Print the stretch of rows below from the line that contains "Each instance receives one keypoint. Annotate the white cloud" through the final row, unchanged.

Data entries:
+ + + + + + +
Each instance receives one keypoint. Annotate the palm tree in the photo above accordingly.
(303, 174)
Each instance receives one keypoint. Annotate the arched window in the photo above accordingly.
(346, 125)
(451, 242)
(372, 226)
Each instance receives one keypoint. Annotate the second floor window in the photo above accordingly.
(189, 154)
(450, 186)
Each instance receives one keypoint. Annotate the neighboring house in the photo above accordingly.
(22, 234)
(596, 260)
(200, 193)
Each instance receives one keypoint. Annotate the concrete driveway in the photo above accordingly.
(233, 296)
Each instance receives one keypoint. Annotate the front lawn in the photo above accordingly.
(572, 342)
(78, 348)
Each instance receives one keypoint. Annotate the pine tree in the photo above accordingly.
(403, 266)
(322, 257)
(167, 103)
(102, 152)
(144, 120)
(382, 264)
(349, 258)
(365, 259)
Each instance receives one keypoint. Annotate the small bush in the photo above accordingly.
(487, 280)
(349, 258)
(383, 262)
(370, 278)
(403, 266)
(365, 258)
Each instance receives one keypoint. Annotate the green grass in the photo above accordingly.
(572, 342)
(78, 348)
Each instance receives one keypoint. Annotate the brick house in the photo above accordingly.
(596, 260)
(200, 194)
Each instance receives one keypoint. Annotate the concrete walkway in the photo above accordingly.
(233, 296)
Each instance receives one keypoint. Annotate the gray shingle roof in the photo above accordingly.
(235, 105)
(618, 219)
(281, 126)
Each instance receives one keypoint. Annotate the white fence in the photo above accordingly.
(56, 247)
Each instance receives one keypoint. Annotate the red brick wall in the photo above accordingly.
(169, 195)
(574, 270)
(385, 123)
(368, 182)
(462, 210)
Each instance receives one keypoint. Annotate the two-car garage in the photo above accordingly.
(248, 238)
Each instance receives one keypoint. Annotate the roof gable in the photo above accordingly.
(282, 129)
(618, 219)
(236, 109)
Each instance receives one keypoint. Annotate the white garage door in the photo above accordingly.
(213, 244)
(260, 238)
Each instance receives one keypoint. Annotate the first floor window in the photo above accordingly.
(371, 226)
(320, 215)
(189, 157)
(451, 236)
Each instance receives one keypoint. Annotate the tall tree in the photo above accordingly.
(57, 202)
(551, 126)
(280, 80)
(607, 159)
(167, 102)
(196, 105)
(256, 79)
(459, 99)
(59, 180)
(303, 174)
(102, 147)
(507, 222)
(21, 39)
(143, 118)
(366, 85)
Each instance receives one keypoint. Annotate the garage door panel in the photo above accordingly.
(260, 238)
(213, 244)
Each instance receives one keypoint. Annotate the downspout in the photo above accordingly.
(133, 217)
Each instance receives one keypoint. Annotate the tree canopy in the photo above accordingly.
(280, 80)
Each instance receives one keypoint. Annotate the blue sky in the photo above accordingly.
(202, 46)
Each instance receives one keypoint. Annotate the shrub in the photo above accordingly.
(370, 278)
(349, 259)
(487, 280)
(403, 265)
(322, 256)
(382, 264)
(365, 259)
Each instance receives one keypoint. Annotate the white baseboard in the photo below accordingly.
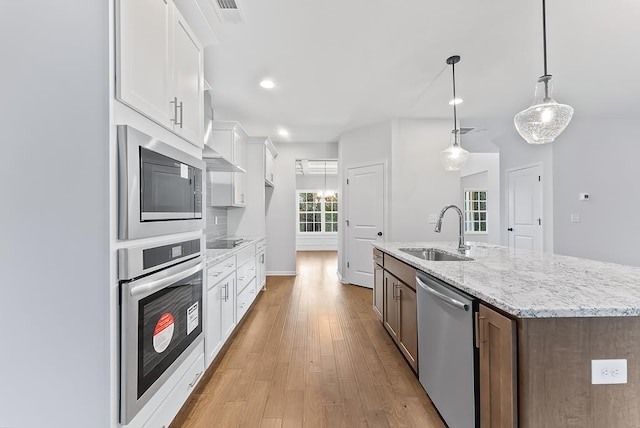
(341, 279)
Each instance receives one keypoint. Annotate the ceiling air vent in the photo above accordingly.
(229, 12)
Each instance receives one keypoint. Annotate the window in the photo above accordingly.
(475, 211)
(317, 214)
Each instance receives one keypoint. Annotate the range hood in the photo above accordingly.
(214, 160)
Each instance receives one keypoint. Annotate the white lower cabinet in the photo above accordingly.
(261, 264)
(231, 291)
(246, 298)
(228, 309)
(220, 306)
(171, 405)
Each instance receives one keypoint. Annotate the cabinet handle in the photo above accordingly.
(175, 110)
(480, 330)
(193, 382)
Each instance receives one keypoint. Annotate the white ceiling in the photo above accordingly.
(342, 64)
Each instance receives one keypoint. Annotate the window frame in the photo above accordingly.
(322, 213)
(485, 211)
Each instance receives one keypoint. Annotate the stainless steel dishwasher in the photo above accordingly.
(447, 356)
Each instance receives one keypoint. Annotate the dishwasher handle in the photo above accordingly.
(453, 302)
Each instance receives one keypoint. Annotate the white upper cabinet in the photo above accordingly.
(228, 189)
(160, 66)
(143, 77)
(188, 82)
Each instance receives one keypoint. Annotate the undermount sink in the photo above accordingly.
(435, 255)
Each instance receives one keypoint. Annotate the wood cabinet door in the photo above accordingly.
(408, 333)
(378, 290)
(390, 313)
(497, 340)
(143, 63)
(188, 82)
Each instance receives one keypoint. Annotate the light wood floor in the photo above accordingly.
(311, 353)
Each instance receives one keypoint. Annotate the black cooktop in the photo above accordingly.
(223, 244)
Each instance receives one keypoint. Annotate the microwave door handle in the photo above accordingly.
(153, 286)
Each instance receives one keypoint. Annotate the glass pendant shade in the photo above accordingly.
(454, 156)
(545, 119)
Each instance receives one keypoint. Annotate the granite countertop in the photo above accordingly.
(527, 284)
(214, 256)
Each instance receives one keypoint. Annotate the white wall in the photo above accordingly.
(281, 208)
(55, 258)
(486, 168)
(599, 157)
(420, 185)
(316, 182)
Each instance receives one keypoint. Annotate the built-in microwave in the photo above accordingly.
(159, 187)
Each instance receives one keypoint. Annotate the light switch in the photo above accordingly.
(608, 371)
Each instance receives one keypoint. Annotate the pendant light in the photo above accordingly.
(326, 194)
(454, 156)
(545, 119)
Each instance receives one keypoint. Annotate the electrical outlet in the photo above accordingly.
(608, 371)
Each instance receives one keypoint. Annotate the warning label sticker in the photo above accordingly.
(192, 317)
(163, 333)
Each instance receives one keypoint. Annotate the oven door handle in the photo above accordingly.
(151, 287)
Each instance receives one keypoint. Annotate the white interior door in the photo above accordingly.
(525, 208)
(365, 210)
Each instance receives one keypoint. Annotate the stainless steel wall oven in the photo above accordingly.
(159, 187)
(161, 289)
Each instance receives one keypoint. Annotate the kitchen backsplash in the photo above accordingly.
(213, 230)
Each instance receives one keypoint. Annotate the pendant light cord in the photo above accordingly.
(455, 118)
(544, 34)
(546, 76)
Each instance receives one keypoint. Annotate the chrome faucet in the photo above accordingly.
(461, 246)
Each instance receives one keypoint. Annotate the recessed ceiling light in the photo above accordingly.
(267, 84)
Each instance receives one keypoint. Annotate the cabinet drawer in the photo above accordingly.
(178, 396)
(245, 298)
(246, 254)
(245, 274)
(401, 270)
(220, 270)
(377, 257)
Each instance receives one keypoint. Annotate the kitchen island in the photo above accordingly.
(549, 317)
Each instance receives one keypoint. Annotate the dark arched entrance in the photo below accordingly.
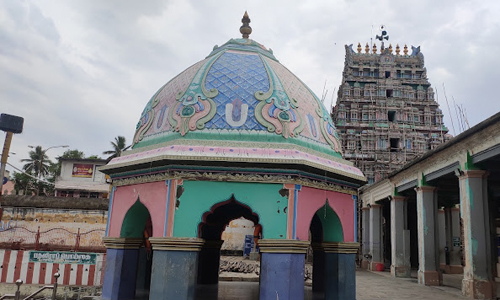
(325, 227)
(137, 224)
(210, 229)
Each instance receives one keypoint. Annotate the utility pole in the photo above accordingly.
(10, 124)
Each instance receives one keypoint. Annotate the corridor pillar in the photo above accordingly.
(282, 265)
(121, 268)
(428, 272)
(400, 239)
(175, 264)
(455, 250)
(318, 284)
(478, 282)
(340, 270)
(376, 242)
(442, 239)
(365, 246)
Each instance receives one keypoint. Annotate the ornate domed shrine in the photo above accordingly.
(236, 134)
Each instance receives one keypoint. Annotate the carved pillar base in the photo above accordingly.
(282, 269)
(121, 268)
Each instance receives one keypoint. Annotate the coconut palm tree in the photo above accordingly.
(119, 145)
(38, 164)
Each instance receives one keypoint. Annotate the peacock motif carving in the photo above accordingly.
(276, 110)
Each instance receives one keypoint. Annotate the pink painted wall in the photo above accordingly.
(311, 199)
(153, 195)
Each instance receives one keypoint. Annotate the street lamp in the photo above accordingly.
(41, 163)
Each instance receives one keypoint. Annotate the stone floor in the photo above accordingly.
(369, 286)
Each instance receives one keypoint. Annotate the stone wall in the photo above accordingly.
(50, 223)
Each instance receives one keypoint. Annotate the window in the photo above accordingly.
(394, 145)
(391, 116)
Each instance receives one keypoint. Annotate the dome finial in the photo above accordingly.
(245, 29)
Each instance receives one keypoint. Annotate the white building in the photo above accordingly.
(80, 178)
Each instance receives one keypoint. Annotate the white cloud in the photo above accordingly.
(80, 73)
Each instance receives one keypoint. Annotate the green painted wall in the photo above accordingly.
(332, 228)
(262, 198)
(135, 221)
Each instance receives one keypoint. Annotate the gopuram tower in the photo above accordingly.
(386, 113)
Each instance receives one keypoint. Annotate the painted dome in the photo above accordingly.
(238, 104)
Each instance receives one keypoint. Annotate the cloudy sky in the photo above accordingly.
(81, 72)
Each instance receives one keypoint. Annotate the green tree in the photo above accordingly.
(73, 154)
(119, 145)
(25, 183)
(38, 163)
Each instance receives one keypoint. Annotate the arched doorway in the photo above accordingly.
(211, 228)
(137, 224)
(325, 228)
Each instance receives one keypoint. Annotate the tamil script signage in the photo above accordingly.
(82, 170)
(63, 257)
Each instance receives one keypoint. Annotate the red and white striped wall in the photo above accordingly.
(15, 264)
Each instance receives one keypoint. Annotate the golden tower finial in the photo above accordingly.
(245, 29)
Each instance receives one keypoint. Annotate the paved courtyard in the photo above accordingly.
(370, 285)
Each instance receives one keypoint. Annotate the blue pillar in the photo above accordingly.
(209, 262)
(340, 270)
(478, 282)
(318, 268)
(121, 268)
(282, 269)
(175, 264)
+ + + + + + +
Final answer:
Each instance receives one keypoint. Annotate the white cloud in the photo above accordingly.
(80, 73)
Each instance receives one keypoint. Annotate the green painted wall in the photo above accordingly.
(332, 228)
(262, 198)
(135, 221)
Each instance receives one keypoint. Annotate the gopuram tower in the photo above accordingly.
(386, 113)
Each instance receives one keypoint. Annotate the painted dome in the photo above accordingly.
(238, 104)
Each instance receives one keypoint. Annotate the cloudy sky in the photo above accordingly.
(81, 72)
Each instance receives one keypoint. Annotate the green tree in the photo above accordingly.
(73, 154)
(119, 145)
(25, 183)
(38, 163)
Each instance receives one keypoint. Annotate the arched doorway in the photo above accordingly.
(211, 228)
(137, 224)
(325, 228)
Each instance receives one keypoint. Annotate the tamil script signage in the photo above accordingly.
(82, 170)
(63, 257)
Each instance receives one keypoint. Annotate the red and white striped wall in the photo above accordingly.
(15, 264)
Each instance receives one keypoint. Annotate the golden tower finial in the photo above accordingly.
(245, 29)
Each instance receives one keypoint. Annotate the paved courtyard in the photo above accordingly.
(370, 285)
Each instance receives one keypoint. Annotate the blue pillar in the photo above accordingly.
(209, 262)
(340, 270)
(478, 282)
(318, 268)
(121, 268)
(282, 269)
(175, 264)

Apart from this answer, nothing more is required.